(Excerpts of pointing data)

>>>

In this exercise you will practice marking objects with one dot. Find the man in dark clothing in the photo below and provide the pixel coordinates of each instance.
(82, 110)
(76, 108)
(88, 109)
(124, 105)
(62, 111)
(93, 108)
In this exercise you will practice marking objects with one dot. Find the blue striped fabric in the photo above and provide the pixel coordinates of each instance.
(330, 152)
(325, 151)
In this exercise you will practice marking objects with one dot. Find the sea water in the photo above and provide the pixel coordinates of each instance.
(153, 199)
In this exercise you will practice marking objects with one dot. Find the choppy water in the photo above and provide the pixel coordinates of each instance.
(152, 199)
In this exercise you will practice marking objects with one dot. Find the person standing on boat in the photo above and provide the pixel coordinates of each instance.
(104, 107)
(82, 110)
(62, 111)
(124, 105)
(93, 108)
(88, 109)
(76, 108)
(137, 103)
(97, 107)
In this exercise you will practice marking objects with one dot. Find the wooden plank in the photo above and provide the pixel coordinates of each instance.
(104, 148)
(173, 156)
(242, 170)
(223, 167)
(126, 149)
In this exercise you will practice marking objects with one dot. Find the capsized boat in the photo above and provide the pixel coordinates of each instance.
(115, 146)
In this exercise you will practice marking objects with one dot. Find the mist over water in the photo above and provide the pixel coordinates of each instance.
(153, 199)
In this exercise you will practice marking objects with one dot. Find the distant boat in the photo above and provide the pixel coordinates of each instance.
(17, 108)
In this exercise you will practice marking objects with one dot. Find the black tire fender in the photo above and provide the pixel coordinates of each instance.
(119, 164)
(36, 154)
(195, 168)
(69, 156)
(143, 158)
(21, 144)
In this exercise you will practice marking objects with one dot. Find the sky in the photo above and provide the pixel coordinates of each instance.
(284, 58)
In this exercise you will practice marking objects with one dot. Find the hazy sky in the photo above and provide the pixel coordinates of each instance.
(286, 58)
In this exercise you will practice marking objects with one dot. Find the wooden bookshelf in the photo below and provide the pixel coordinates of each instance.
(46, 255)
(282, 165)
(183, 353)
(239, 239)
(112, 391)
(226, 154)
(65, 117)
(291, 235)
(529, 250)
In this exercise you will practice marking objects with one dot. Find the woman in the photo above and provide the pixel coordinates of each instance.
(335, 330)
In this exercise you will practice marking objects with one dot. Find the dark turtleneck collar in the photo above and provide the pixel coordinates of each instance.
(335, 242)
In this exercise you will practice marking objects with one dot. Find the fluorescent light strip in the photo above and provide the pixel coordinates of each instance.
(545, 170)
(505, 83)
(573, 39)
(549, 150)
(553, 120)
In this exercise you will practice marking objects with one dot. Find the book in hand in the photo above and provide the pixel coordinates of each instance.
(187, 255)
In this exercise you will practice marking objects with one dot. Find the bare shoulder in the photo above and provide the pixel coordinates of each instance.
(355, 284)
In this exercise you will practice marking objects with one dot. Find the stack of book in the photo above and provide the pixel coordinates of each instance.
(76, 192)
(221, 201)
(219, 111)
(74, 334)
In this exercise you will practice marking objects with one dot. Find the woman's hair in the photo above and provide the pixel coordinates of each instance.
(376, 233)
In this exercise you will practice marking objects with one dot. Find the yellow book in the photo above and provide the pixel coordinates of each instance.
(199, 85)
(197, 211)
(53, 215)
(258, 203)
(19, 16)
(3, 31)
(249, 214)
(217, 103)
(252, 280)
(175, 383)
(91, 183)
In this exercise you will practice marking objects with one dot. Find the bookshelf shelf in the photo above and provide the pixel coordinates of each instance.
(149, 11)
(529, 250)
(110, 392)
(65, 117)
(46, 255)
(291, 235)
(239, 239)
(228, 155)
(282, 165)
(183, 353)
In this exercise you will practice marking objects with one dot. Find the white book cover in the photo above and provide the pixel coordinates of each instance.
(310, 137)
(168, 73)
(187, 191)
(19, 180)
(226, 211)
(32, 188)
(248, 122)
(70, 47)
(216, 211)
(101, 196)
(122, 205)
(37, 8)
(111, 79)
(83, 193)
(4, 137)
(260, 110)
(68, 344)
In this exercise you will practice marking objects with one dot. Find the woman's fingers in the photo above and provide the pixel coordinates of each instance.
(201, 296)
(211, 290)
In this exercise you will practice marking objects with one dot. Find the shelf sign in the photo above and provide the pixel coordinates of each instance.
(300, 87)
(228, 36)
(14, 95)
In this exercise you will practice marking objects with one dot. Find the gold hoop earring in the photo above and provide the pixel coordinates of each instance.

<<<

▶ **Requirement**
Each line of the listing should be echoed back exactly.

▶ **Correct response**
In this exercise you will practice marking objects with one dot. Find the man in dark clothing in the photo below and provide the pixel coordinates of each instance.
(82, 110)
(76, 108)
(88, 109)
(124, 105)
(62, 111)
(93, 108)
In this exercise you will practice marking objects with one dot. Find the blue striped fabric in the photo above and provide the pixel coordinates of each instance.
(330, 152)
(325, 151)
In this exercise you will practice marking objects with one dot. Find the sea water in the photo above and provide the pixel coordinates of each instance.
(153, 199)
In this exercise you will practice marking objects with one dot. Find the choppy water in the photo above and provide the pixel coordinates of each instance.
(152, 199)
In this exercise you will practice marking objects with one dot. Find the person standing on boat in the photo above and provide the pixel coordinates of each instance.
(104, 107)
(82, 110)
(62, 111)
(124, 105)
(93, 108)
(88, 109)
(76, 108)
(137, 103)
(97, 107)
In this exercise you will practice marking objects with one dot. Find the wooden plank in the photo above and provide the pixel coordinates of each instance.
(104, 148)
(173, 156)
(242, 170)
(223, 167)
(126, 149)
In this exercise you will practice marking objects with one dot. Find the capsized boat in the photo above and provide the pixel coordinates of each instance.
(115, 146)
In this exercise you will practice marking objects with one dot. Find the mist over water in the photo above and provide the pixel coordinates of each instance.
(153, 199)
In this exercise you will practice marking objects with one dot. Find the distant boat in the photo above and provide the pixel coordinates of each instance.
(17, 108)
In this exercise you will practice marking objects with one dot. Find the black tire fender in the photo above and provide the pixel coordinates of each instance.
(119, 164)
(36, 154)
(195, 168)
(69, 156)
(143, 158)
(21, 144)
In this exercise you will practice marking objects with one dot. Find the sky in the photo above and provide the pixel coordinates of each instance.
(284, 58)
In this exercise you will practice marking objects with one dot. Find the hazy sky in the photo above and provide the pixel coordinates of each instance.
(286, 58)
In this exercise you will practice marking objects with one dot. Find the wooden bookshelf in the photo below and provide the pixel coordinates of each instance.
(46, 255)
(282, 165)
(183, 353)
(239, 239)
(112, 391)
(226, 154)
(65, 117)
(291, 235)
(529, 250)
In this exercise you will practice marking objects with one dot. Find the woman in the photo above and provide the pixel coordinates of each instance.
(335, 330)
In this exercise you will practice marking objects with one dot. Find the dark turtleneck collar in the photo above and provide the pixel coordinates of each instance.
(335, 242)
In this exercise you will practice marking objects with one dot. Find the fluorescent light strip in the photo above and provide the pixel coordinates of each instance.
(545, 170)
(505, 83)
(573, 39)
(549, 150)
(553, 120)
In this exercise you will practice marking objects with one dot. Find the book in hand in the photo above and provide the pixel coordinates of each instance.
(187, 255)
In this exercise you will practice marking objects with one dot. Find the bare shoulder in the photo above and provide the pixel coordinates of each instance.
(355, 284)
In this exercise you will practice marking objects with one dot. Find the stack of book in the photo above and provide the pixel coordinates of each instance.
(76, 192)
(221, 201)
(219, 111)
(74, 334)
In this exercise you will practice marking objects with one dot. Find the woman's hair in the photo above and provide the pixel coordinates of each instance.
(376, 233)
In this exercise you will practice marking objects with one dot. Find the yellow book in the photo above and provide the pixel coordinates of each instance.
(199, 85)
(197, 211)
(53, 215)
(258, 203)
(19, 16)
(3, 31)
(249, 214)
(217, 103)
(252, 280)
(175, 383)
(91, 183)
In this exercise you will practice marking objects with one dot. Find the bookshelf shelf in the photo above and provide the pixel coordinates of each instance.
(149, 11)
(529, 250)
(110, 392)
(65, 117)
(46, 255)
(291, 235)
(239, 239)
(228, 155)
(282, 165)
(183, 353)
In this exercise you will practice marking objects with one dot. Find the white book cover in the photo above and provide the pixel coordinates of each instance.
(310, 137)
(168, 73)
(187, 191)
(19, 180)
(226, 211)
(32, 188)
(248, 122)
(70, 47)
(216, 211)
(101, 196)
(122, 205)
(37, 8)
(111, 79)
(83, 193)
(4, 137)
(260, 110)
(68, 344)
In this exercise you will practice marking objects with one dot. Find the woman's fingers in the photo above and provide the pixel coordinates of each instance.
(201, 296)
(211, 290)
In this exercise you will practice marking objects with one dot. Find the shelf sign in the photo above and provide the pixel coordinates of each instance.
(300, 87)
(228, 36)
(14, 95)
In this exercise you will practice marking objects with one dot. Find the gold hoop earring in the photo above and provide the pixel coordinates of each instance.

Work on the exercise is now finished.